▶ _Ausgewählter Auszug_:

Das BFSG gilt für Produkte und Dienstleistungen, die nach dem 28.06.2025 in den Verkehr gebracht werden. Ältere Produkte müssen nicht nachgerüstet werden. Für Verträge über Dienstleistungen, die vor dem 28.06.2025 geschlossen wurden, gilt eine Übergangsfrist bis zum 27.06.2030. Inhalte auf Webseiten, die nach dem 28.06.2025 erstellt, geändert oder aktualisiert werden, müssen den neuen Vorgaben allerdings entsprechen.
Wie wird Barrierefreiheit hergestellt?
Barrierefreiheit muss durch das Produkt- und Dienstleistungsdesign hergestellt werden. Ziele sind Wahrnehmbarkeit, Verständlichkeit, Bedienbarkeit und Robustheit. Für Webseiten heißt das beispielsweise: Sie müssen nahtlos mit gängigen Browsern und Betriebssystemen zusammenarbeiten, einschließlich deren integrierter und externer Assistenztechnologien wie Textvergrößerung und Screenreader. Dies gilt sowohl für Assistenzsysteme, also Systeme, die speziell für Menschen mit Behinderungen hergestellt wurden (z.B. spezialisierte Screenreader für blinde Menschen), als auch für User Agents, also Hilfsmittel, die in gängigen Browsern und Betriebssystemen vorhanden sind (z.B. Textvergrößerungsmethoden).
Die gesetzlichen Anforderungen verlangen, dass die Webseite mit den gängigen Assistenztechnologien kompatibel ist und die notwendige Unterstützung bietet, damit diese effektiv funktionieren können. Hierzu gibt es einen technischen Standard, die harmonisierte Europäische Norm (EN) 301 549, S. 90 ff. Sie verweist auf die international geltenden Web Content Accessibility Guideline (WCAG) 2.1. Sie soll auf den neuen Standard WCAG 2.2 angepasst werden. Die WCAG bestehen aus zahlreichen sehr detaillierten technischen Anforderungen. Wird die WCAG eingehalten, gilt eine Konformitätsvermutung in Bezug auf die Barrierefreiheit.
Auch Identifikations- und Zahlungsdienste und Support-Dienste (Help-Desk o.ä.) müssen barrierefrei gestaltet sein.

▶ _Gestellte Aufgabe_: Gib aus dem Text zum BFSG den Abschnitt wortgetreu wieder, der mit „Wie wird Barrierefreiheit“ beginnt und bis einschließlich „sind (z.B. Textvergrößerungsmethoden).“ reicht.

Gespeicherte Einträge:
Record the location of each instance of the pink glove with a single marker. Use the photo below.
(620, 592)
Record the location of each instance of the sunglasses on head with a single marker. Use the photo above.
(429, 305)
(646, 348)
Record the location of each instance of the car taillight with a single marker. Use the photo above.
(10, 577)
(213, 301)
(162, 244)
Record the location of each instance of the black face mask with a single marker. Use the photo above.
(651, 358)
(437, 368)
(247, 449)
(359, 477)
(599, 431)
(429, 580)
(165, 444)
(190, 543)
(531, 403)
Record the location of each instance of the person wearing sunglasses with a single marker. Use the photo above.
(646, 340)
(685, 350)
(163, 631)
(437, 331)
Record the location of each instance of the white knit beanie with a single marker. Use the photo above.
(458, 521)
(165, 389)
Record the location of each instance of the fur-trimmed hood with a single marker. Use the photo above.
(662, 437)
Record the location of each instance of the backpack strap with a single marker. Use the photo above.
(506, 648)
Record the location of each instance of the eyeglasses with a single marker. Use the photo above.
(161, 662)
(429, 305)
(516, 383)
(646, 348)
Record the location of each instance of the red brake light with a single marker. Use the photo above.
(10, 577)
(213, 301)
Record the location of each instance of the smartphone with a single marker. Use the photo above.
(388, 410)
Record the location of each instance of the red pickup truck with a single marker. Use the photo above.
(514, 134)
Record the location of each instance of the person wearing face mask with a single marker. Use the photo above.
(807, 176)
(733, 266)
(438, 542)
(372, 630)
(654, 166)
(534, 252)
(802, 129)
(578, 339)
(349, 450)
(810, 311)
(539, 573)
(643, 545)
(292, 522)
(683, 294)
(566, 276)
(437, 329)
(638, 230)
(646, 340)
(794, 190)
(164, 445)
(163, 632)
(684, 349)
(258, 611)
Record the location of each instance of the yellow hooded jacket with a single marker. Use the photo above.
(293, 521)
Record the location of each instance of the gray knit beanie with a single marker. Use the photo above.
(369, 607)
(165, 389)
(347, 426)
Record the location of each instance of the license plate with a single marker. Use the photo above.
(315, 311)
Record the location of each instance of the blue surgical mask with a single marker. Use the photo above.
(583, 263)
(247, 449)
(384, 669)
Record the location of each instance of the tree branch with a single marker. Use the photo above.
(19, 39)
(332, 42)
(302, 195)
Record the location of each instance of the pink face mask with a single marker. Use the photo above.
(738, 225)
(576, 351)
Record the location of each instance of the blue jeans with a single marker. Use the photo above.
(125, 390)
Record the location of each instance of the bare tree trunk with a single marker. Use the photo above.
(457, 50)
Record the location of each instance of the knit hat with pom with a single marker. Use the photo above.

▶ _Antwort zur Aufgabe_:
Wie wird Barrierefreiheit hergestellt?
Barrierefreiheit muss durch das Produkt- und Dienstleistungsdesign hergestellt werden. Ziele sind Wahrnehmbarkeit, Verständlichkeit, Bedienbarkeit und Robustheit. Für Webseiten heißt das beispielsweise: Sie müssen nahtlos mit gängigen Browsern und Betriebssystemen zusammenarbeiten, einschließlich deren integrierter und externer Assistenztechnologien wie Textvergrößerung und Screenreader. Dies gilt sowohl für Assistenzsysteme, also Systeme, die speziell für Menschen mit Behinderungen hergestellt wurden (z.B. spezialisierte Screenreader für blinde Menschen), als auch für User Agents, also Hilfsmittel, die in gängigen Browsern und Betriebssystemen vorhanden sind (z.B. Textvergrößerungsmethoden).